Excerpt
------------------------

In [1]:
import shutil
import os

# Copy USalign to working directory and make it executable
shutil.copy2("/kaggle/input/usalign/USalign", "/kaggle/working/USalign")
os.chmod("/kaggle/working/USalign", 0o755)

print("USalign copied to /kaggle/working/ and made executable")

USalign copied to /kaggle/working/ and made executable


In [2]:
import os
import re
import numpy as np
import pandas as pd

def parse_tmscore_output(output):
    tm_score_match = re.findall(r'TM-score=\s+([\d.]+)', output)[1]
    return float(tm_score_match)

def write_target_line(
    atom_name, atom_serial, residue_name, chain_id, residue_num,
    x_coord, y_coord, z_coord, occupancy=1.0, b_factor=0.0, atom_type='P'
) -> str:
    return (
        f'ATOM  {atom_serial:>5d}  {atom_name:<5s} {residue_name:<3s} '
        f'{residue_num:>3d}    {x_coord:>8.3f}{y_coord:>8.3f}'
        f'{z_coord:>8.3f}{occupancy:>6.2f}{b_factor:>6.2f}           {atom_type}\n'
    )

def write2pdb(df: pd.DataFrame, xyz_id: int, target_path: str) -> int:
    resolved_cnt = 0
    with open(target_path, 'w') as f:
        for _, row in df.iterrows():
            x = row[f'x_{xyz_id}']; y = row[f'y_{xyz_id}']; z = row[f'z_{xyz_id}']
            if x > -1e17 and y > -1e17 and z > -1e17:
                resolved_cnt += 1
                f.write(write_target_line(
                    atom_name="C1'", atom_serial=int(row['resid']),
                    residue_name=row['resname'], chain_id='0',
                    residue_num=int(row['resid']),
                    x_coord=x, y_coord=y, z_coord=z, atom_type='C'
                ))
    return resolved_cnt

def get_base_target_id(long_id):
    return "_".join(str(long_id).split("_")[:-1])

def score_and_compare_models(solution: pd.DataFrame, submission1: pd.DataFrame, 
                           submission2: pd.DataFrame, submission3: pd.DataFrame,
                           model_names: list = None):
    """
    Compare 3 models and select best prediction for each target
    
    Args:
        solution: Ground truth dataframe
        submission1, submission2, submission3: Model prediction dataframes
        model_names: List of model names (default: ['Model1', 'Model2', 'Model3'])
    
    Returns:
        results_df: DataFrame with best predictions and metadata
        mean_tm: Overall mean TM score
    """
    if model_names is None:
        model_names = ['Model1', 'Model2', 'Model3']
    
    submissions = [submission1, submission2, submission3]
    
    # Add target_id to all dataframes
    solution['target_id'] = solution['ID'].apply(get_base_target_id)

------------------------

Data entries
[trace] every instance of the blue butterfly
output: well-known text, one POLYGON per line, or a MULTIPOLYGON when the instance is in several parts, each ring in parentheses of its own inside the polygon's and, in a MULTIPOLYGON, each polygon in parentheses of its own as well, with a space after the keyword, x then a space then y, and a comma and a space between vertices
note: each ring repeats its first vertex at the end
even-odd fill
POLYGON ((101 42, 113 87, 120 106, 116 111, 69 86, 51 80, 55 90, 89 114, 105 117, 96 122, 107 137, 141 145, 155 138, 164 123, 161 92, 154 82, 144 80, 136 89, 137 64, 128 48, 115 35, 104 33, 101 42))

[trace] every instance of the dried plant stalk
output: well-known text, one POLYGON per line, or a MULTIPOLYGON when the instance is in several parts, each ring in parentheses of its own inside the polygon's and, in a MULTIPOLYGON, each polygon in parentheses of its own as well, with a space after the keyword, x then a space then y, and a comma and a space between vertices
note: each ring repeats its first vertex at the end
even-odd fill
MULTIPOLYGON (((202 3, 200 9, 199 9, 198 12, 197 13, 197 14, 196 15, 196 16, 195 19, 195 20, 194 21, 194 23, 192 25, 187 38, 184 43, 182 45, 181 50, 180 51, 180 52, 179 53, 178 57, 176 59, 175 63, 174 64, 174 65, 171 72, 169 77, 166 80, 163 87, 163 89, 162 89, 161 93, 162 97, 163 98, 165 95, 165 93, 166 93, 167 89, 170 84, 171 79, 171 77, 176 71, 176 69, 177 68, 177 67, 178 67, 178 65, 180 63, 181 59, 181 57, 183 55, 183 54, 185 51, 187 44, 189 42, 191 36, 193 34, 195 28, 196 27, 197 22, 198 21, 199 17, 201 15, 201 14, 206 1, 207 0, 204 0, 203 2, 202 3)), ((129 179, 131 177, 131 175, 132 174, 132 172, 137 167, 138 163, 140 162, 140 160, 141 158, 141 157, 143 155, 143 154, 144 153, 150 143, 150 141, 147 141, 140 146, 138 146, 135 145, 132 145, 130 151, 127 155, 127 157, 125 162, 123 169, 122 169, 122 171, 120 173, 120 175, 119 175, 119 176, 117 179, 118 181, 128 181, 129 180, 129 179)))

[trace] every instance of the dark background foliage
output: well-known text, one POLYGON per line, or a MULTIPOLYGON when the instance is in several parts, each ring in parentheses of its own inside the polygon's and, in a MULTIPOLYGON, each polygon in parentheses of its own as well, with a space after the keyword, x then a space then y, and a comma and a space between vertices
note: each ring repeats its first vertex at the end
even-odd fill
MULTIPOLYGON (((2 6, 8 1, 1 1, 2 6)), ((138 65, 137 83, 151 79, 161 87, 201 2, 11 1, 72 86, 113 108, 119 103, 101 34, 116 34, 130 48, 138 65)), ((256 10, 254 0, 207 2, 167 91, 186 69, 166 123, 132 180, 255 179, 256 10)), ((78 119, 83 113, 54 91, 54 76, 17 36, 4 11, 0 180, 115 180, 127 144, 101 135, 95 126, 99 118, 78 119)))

------------------------

Exercise brief
Extend the model-scoring code onward from its last line. The material after the model-scoring code has no connection to it.

Result below
    for sub in submissions:
        sub['target_id'] = sub['ID'].apply(get_base_target_id)
    
    native_idxs = sorted(int(c.split('_')[1])
                         for c in solution.columns if c.startswith('x_'))
    
    usalign = "/kaggle/working/USalign"
    
    # Find common targets across all submissions
    common_targets = set(solution['target_id'].unique())
    for sub in submissions:
        common_targets &= set(sub['target_id'].unique())
    common_targets = sorted(list(common_targets))
    
    print(f"Scoring {len(common_targets)} common targets across {len(submissions)} models...")
    
    results_list = []
    all_best_tm_scores = []
    
    for tid in common_targets:
        grp_nat = solution[solution['target_id'] == tid]
        grp_preds = [sub[sub['target_id'] == tid] for sub in submissions]
        
        best_overall_tm = 0.0
        best_model_idx = 0
        best_pred_idx = 1
        best_model_scores = []
        
        # Test all models and all predictions for this target
        for model_idx, grp_pred in enumerate(grp_preds):
            model_best_scores = []
            
            for pred_cnt in range(1, 6):
                best_for_this_pred = 0.0
                for nat_cnt in native_idxs:
                    n_nat = write2pdb(grp_nat, nat_cnt, 'native.pdb')
                    n_pred = write2pdb(grp_pred, pred_cnt, 'predicted.pdb')
                    if n_nat > 0 and n_pred > 0:
                        out = os.popen(
                            f'{usalign} predicted.pdb native.pdb -atom " C1\'"'
                        ).read()
                        best_for_this_pred = max(best_for_this_pred,
                                               parse_tmscore_output(out))
                model_best_scores.append(best_for_this_pred)
                
                # Check if this is the best overall prediction
                if best_for_this_pred > best_overall_tm:
                    best_overall_tm = best_for_this_pred
                    best_model_idx = model_idx
                    best_pred_idx = pred_cnt
            
            best_model_scores.append(model_best_scores)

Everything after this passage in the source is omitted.